PROBLEM DETAILS:
Please filter the lines below and copy out every one that contains the string "scarf".

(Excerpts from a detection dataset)
══════════════════════════════

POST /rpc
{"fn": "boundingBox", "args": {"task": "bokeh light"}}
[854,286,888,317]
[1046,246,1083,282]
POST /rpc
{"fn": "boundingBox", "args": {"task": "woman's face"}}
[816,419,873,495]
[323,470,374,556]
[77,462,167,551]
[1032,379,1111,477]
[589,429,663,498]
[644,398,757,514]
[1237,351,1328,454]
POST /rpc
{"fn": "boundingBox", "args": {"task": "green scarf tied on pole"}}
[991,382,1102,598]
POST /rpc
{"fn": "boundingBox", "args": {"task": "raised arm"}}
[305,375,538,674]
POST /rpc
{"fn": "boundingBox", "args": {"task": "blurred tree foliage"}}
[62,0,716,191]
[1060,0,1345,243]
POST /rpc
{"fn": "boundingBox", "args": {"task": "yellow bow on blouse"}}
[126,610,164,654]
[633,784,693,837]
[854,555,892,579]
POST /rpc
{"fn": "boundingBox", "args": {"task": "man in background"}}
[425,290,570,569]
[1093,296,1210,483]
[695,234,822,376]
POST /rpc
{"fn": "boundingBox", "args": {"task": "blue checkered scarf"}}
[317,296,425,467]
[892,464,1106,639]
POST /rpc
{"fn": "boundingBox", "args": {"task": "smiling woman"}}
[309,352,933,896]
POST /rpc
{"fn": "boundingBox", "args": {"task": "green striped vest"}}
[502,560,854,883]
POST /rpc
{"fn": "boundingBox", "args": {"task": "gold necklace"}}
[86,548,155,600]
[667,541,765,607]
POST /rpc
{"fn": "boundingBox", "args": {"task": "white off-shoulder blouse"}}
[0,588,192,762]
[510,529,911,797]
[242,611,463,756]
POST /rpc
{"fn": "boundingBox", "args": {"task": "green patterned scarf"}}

══════════════════════════════

RESULT OF THIS EXERCISE:
{"fn": "boundingBox", "args": {"task": "green scarf tied on pole"}}
{"fn": "boundingBox", "args": {"task": "blue checkered scarf"}}
{"fn": "boundingBox", "args": {"task": "green patterned scarf"}}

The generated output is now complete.